> [What is required]: Gather every line of the records that contains the word "white" and copy each one. Case counts, so only lines with that exact capitalization qualify.

> [Records for the exercise]:
+ + + +

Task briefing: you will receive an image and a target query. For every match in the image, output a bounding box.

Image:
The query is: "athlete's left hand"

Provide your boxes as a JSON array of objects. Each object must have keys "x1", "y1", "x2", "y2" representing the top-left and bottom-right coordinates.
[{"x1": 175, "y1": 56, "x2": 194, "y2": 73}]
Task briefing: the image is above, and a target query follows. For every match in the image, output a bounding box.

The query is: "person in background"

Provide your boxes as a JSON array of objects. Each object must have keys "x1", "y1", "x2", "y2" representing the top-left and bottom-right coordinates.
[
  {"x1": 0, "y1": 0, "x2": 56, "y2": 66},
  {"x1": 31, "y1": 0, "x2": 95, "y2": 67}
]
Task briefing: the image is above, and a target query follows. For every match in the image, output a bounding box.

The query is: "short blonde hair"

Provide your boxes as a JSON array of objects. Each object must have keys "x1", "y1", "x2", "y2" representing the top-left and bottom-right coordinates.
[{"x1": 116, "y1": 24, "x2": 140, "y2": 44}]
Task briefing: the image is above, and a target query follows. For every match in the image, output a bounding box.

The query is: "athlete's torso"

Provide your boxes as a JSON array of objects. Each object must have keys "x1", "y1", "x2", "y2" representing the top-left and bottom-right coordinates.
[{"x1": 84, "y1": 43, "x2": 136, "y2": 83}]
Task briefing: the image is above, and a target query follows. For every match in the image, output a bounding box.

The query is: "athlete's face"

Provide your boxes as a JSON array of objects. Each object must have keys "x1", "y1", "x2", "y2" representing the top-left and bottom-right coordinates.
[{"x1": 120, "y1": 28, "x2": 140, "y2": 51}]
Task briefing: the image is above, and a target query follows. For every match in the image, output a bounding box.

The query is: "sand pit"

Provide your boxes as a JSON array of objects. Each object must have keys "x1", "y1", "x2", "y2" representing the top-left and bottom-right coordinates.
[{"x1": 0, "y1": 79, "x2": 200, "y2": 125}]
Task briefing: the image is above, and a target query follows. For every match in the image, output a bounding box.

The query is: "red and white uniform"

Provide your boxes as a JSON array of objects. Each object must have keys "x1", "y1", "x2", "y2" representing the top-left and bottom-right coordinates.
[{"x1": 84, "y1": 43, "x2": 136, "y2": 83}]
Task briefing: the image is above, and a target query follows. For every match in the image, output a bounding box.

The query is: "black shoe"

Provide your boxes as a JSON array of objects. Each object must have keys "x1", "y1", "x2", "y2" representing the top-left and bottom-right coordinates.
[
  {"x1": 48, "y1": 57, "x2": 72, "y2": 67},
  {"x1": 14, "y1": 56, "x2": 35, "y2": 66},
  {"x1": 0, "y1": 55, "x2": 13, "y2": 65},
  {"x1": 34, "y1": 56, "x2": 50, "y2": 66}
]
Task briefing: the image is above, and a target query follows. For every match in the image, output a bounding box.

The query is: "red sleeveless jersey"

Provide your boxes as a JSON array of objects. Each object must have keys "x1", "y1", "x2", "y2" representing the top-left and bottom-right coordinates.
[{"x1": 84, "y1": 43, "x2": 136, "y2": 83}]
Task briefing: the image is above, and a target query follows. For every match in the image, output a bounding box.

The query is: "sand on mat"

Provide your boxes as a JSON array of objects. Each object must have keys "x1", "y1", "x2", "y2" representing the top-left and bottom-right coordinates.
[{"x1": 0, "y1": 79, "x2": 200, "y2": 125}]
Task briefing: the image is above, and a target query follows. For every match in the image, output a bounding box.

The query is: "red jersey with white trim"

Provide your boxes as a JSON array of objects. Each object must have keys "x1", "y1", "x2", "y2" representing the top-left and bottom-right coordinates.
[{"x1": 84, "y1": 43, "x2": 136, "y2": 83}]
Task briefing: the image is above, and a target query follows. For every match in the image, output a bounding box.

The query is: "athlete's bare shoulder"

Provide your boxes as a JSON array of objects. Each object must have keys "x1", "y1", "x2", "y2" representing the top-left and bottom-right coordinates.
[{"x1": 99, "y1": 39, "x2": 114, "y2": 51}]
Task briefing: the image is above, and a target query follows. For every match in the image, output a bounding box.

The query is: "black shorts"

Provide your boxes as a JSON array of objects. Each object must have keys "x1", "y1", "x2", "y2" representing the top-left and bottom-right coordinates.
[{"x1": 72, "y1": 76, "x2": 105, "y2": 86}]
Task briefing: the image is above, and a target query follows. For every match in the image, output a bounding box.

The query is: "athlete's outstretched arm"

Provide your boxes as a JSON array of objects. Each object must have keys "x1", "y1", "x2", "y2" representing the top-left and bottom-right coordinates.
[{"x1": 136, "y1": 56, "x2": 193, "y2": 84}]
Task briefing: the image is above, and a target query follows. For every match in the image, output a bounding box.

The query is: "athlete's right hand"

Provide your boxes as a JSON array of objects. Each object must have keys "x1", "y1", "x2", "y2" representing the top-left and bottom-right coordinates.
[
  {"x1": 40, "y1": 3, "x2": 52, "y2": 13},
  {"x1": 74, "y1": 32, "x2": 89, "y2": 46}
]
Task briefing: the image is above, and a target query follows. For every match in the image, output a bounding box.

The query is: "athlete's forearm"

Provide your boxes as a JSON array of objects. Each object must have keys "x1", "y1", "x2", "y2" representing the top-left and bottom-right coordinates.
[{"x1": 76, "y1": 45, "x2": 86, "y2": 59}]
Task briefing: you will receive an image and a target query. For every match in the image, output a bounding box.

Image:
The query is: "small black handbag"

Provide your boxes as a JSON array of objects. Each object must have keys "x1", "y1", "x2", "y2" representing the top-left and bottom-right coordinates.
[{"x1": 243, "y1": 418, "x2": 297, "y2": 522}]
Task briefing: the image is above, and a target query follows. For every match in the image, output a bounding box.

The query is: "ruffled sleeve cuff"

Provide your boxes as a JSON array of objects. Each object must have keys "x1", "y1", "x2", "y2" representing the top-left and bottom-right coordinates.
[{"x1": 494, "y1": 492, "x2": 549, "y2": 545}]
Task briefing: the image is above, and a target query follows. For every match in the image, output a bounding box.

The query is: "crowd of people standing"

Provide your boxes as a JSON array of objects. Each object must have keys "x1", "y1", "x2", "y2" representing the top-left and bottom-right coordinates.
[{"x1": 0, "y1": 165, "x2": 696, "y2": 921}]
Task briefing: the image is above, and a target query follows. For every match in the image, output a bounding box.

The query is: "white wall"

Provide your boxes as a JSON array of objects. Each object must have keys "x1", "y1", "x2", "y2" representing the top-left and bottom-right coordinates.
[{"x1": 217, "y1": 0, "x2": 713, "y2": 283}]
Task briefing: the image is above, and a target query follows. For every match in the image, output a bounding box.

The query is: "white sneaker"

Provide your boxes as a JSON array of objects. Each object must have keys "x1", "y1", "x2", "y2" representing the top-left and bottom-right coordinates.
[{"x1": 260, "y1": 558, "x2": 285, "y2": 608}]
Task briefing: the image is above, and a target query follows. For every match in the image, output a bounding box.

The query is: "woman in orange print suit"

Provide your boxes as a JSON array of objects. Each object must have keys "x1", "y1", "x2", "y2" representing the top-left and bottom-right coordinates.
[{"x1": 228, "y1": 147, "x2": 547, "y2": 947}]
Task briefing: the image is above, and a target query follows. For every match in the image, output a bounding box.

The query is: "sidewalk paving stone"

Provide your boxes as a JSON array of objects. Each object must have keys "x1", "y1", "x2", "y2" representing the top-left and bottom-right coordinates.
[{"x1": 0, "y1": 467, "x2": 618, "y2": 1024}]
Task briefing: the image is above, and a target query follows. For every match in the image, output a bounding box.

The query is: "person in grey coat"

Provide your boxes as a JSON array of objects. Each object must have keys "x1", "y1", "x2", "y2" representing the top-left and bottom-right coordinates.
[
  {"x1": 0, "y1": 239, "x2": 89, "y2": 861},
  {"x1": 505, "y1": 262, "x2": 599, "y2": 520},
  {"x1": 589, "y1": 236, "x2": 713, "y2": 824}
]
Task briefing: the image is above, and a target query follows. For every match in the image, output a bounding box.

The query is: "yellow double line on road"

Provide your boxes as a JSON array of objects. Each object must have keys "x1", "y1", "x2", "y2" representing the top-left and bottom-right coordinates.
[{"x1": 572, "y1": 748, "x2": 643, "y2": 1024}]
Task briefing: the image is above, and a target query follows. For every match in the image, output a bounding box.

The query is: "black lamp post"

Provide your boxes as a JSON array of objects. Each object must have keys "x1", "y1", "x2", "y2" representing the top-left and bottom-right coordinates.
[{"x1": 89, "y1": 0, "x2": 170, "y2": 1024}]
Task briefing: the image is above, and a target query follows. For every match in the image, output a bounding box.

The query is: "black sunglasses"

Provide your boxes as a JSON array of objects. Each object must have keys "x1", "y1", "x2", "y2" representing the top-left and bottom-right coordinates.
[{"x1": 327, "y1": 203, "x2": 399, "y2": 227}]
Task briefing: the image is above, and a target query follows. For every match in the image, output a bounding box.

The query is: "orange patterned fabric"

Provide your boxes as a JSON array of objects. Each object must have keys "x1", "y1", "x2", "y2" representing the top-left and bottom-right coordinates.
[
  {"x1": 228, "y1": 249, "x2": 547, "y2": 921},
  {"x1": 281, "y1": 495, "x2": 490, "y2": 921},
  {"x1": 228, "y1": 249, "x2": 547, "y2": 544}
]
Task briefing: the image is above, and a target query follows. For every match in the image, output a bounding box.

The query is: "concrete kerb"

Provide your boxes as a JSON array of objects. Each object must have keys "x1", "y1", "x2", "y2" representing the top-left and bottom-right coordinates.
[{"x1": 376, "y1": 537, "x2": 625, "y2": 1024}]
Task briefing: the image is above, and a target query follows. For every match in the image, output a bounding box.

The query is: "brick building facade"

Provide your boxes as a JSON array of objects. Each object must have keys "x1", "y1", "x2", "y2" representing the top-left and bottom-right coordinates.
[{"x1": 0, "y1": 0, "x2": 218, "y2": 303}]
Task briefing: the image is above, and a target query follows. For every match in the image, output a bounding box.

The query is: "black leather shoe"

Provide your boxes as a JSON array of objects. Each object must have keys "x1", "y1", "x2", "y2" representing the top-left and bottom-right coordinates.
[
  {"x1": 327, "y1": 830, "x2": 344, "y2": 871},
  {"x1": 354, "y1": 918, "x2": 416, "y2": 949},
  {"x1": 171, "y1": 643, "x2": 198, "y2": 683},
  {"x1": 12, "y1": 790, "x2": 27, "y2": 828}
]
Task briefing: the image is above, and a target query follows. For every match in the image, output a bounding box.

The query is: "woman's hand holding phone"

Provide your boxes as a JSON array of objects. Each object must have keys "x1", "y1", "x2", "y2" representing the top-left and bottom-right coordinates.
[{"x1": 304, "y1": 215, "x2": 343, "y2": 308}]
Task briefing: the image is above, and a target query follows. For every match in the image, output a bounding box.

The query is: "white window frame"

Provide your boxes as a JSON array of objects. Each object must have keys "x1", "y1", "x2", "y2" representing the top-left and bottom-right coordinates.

+ + + +

> [Task output]:
The query is: "red and white uniform"
The query is: "red jersey with white trim"
The query is: "white wall"
The query is: "white sneaker"
The query is: "white window frame"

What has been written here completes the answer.